WORK INSTRUCTIONS:
In the copy of the lines below, leave out pictures and print everything else exactly.

DATA RECORDS:

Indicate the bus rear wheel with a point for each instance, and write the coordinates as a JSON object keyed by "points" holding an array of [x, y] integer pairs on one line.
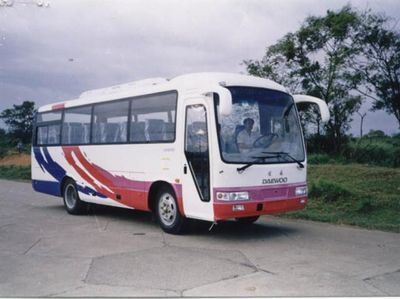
{"points": [[247, 220], [167, 212], [72, 202]]}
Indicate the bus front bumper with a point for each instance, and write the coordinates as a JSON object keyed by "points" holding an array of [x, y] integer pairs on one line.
{"points": [[227, 210]]}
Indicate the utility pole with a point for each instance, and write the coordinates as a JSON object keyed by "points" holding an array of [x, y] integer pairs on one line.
{"points": [[362, 121]]}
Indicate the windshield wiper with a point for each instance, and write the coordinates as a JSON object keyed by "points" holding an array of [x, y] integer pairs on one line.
{"points": [[243, 168], [285, 154]]}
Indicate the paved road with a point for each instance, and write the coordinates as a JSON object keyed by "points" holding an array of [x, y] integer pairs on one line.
{"points": [[116, 252]]}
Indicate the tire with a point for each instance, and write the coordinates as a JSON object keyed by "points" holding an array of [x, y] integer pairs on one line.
{"points": [[247, 220], [167, 212], [72, 203]]}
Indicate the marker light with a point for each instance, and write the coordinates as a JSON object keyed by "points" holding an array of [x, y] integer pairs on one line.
{"points": [[233, 196], [301, 191], [238, 208]]}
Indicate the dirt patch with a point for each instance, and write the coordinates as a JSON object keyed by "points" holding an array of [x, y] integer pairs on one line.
{"points": [[16, 159]]}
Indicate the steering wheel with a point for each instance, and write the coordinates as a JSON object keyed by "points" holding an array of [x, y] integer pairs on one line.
{"points": [[265, 141]]}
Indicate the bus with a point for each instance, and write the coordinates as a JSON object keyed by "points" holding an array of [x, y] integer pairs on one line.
{"points": [[207, 146]]}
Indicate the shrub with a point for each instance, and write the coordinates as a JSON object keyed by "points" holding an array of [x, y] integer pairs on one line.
{"points": [[328, 191], [378, 151]]}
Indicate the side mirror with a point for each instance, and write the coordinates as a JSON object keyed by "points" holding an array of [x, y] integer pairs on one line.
{"points": [[225, 98], [323, 107]]}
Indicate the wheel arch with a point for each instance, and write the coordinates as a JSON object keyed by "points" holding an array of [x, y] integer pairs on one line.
{"points": [[63, 182], [156, 187]]}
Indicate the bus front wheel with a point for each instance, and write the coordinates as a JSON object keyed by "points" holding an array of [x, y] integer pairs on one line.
{"points": [[167, 212], [72, 203]]}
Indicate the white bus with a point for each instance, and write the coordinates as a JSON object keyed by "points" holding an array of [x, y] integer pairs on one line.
{"points": [[208, 146]]}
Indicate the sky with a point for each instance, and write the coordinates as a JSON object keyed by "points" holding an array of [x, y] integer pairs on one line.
{"points": [[53, 53]]}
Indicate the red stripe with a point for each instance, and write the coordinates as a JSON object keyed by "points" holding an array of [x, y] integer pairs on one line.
{"points": [[132, 193], [225, 210]]}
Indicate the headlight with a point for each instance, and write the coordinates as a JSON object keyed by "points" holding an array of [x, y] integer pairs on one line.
{"points": [[233, 196], [301, 191]]}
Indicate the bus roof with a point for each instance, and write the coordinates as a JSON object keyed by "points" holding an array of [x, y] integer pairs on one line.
{"points": [[154, 85]]}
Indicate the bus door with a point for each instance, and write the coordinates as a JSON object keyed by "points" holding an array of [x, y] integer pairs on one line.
{"points": [[196, 187]]}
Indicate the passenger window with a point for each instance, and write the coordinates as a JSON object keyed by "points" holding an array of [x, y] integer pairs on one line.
{"points": [[196, 148], [48, 116], [76, 125], [41, 136], [153, 118], [48, 130], [110, 122]]}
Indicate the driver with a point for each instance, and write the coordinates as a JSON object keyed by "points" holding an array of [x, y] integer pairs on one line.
{"points": [[246, 137]]}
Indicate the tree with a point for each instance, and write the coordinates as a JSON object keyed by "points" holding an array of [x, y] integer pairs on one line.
{"points": [[19, 121], [379, 65], [317, 56]]}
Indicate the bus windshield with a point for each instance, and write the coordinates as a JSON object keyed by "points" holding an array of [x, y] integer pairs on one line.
{"points": [[262, 128]]}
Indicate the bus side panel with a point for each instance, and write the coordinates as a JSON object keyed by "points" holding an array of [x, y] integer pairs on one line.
{"points": [[46, 173]]}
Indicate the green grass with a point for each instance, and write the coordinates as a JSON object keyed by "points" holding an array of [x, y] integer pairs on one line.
{"points": [[354, 194], [13, 172]]}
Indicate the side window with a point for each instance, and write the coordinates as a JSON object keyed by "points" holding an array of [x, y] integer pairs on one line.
{"points": [[196, 148], [76, 125], [48, 128], [110, 122], [41, 135], [153, 118]]}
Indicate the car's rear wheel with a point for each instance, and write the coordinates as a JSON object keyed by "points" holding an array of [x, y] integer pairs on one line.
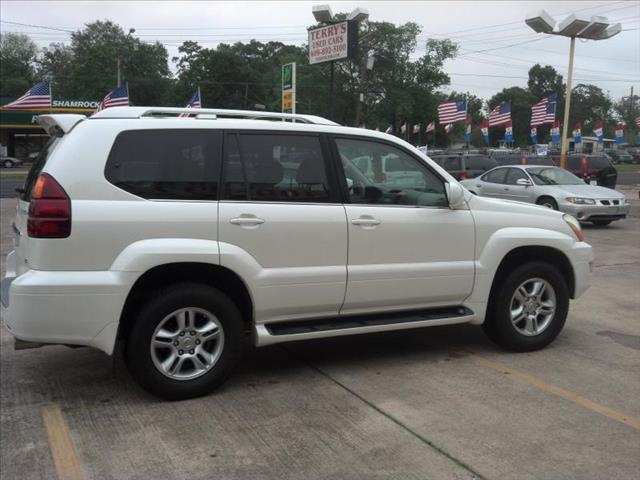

WRITTEN ANSWER:
Indicate the bus rear wheel with a point for each instance, and write the coordinates as a JSON object keyed by "points" holding an array of [x, y] integer pairs on one line.
{"points": [[247, 220], [167, 212], [72, 202]]}
Indicate the bus front bumper with a point for each instance, and write the coordinates as a JSON object keyed by "points" holding an array of [x, y] integer pairs on one line.
{"points": [[227, 210]]}
Indicate the utility pole with a point for each instance, and write the coordinates as a JSON object keyed by "points" holding an array of [x, y] integer pairs on one line.
{"points": [[362, 121]]}
Indicate the windshield wiper with a point for each instance, and write the coordinates as a JSON object keyed by "points" holding an array of [x, y] integer pairs on one line.
{"points": [[243, 168], [285, 154]]}
Indicate the paved road with a point for each instance, and write the coordinates as a JSON object keyed by "points" holding an array of [x, y] integer pairs on one line.
{"points": [[116, 252]]}
Indicate the tire with a point for each instance, and write the coordinates as a JSON object keyed by "points" holding an array of [x, y] integer pairs on one line.
{"points": [[247, 220], [167, 212], [72, 203]]}
Indicate the marker light with a point for each instance, and write the coordinates as a JSON object keyed by "points" holding an array of [x, y] integer pairs on one line.
{"points": [[233, 196], [301, 191], [238, 208]]}
Indicate the dirt patch with a point for each instance, and write the coordinates as a JSON object keyed by "points" holding an array of [x, y] integer pairs on one line.
{"points": [[16, 159]]}
Indicate the steering wheel with a point for each instance, and write the coordinates as a JSON object keyed by "points" holding an array of [x, y] integer pairs on one line.
{"points": [[265, 141]]}
Indicate the bus with a point for each instance, and write the coordinates as a JSON object keyed by "points" holding an array of [x, y] integer pairs on one line.
{"points": [[207, 146]]}
Indicate the shrub with a point for each instance, and write the coordinates as a JSON object keyed by "points" holding an array of [x, y] integer pairs on one line.
{"points": [[328, 191], [378, 151]]}
Indicate the side mirror with a point for each instance, and write the coordinates as a JSON object keyed by "points" holding an array of [x, y] integer pairs on one line.
{"points": [[225, 98], [323, 107]]}
Indicate the wheel arch with a point for each instance, and write the coordinates as a JSON object keyed by "points" holding an array of [x, y] integer pairs on one line.
{"points": [[63, 182], [156, 187]]}
Indicate the bus front wheel with a point for each instance, and write the coordinates as a JSON object keyed by "points" holding an array of [x, y] integer pairs on one line.
{"points": [[167, 212], [72, 203]]}
Indicate the white bus with a point for each instance, and write the coordinates as a JSON object keyed by "points" holding an array of [x, y] integer pairs on one line.
{"points": [[208, 146]]}
Indicate the sky with a point for each instance, and write the coordinates as a JSON object keyed by "points" holding an array of [x, y] integer pairs on one line.
{"points": [[53, 53]]}
Indicate the red stripe with a point for each instance, and write the coordinates as a JSON object keyed by "points" holding an array of [x, y] integer pairs on one line.
{"points": [[132, 193], [225, 210]]}
Indicate the headlight with a point for each instance, and write the coordinates as a JSON object keyed by "points" holding an array of [x, y] integer pairs on one line.
{"points": [[233, 196], [301, 191]]}
Indicate the bus roof with a point for each instance, and write the coordinates as a JSON object keyed by "points" holding an array of [x, y] integer pairs on one line.
{"points": [[154, 85]]}
Indicate the bus door with a point for each instance, and write the coordinates as a JSON object keyed by "points" holding an array of [x, y] integer pairs on one line.
{"points": [[196, 187]]}
Indicate the passenger window with a point for each instance, and write the coordinates as a JSON object keyed by "points" holding an array of [x, y] integer pairs on one line.
{"points": [[196, 148], [48, 116], [76, 125], [41, 136], [153, 118], [48, 130], [110, 122]]}
Indicate the driver with a point for each instance, and write the coordinates as a JSON object keyed by "points" holding an array of [x, y] integer pairs on one line.
{"points": [[246, 137]]}
Indicate the tree with a point for each instance, and write the coordinates as a JSON object keyed by "points" holding an array of [x, y] integer pairs on one line.
{"points": [[19, 121], [379, 65], [317, 56]]}
Indicate the bus windshield with a point for each instance, and write the coordinates as a JSON object keyed by "points" holding an array of [x, y] integer pairs on one line.
{"points": [[262, 128]]}
Indicate the bus side panel with a point for each instance, and write the coordinates as a JSON object keyed by "points" holding an array of [x, y] integer pairs on one line.
{"points": [[46, 173]]}
Indicate the green grass with a point for each instance, and write the coordinates as a JSON object keyed by "points" holding an array of [x, y] integer pairs on one line.
{"points": [[354, 194], [13, 172]]}
Indicate the side window with a point for each instance, and write the coordinates as a JSON object keyed by "points" holding an array of [x, y] integer pairs on one line.
{"points": [[196, 148], [76, 125], [48, 128], [110, 122], [41, 135], [153, 118]]}
Indicate the car's rear wheel with a point for each instance, and write the coordinates as a JSON object keyed by "points" holding an array of [x, y] integer pairs on one line.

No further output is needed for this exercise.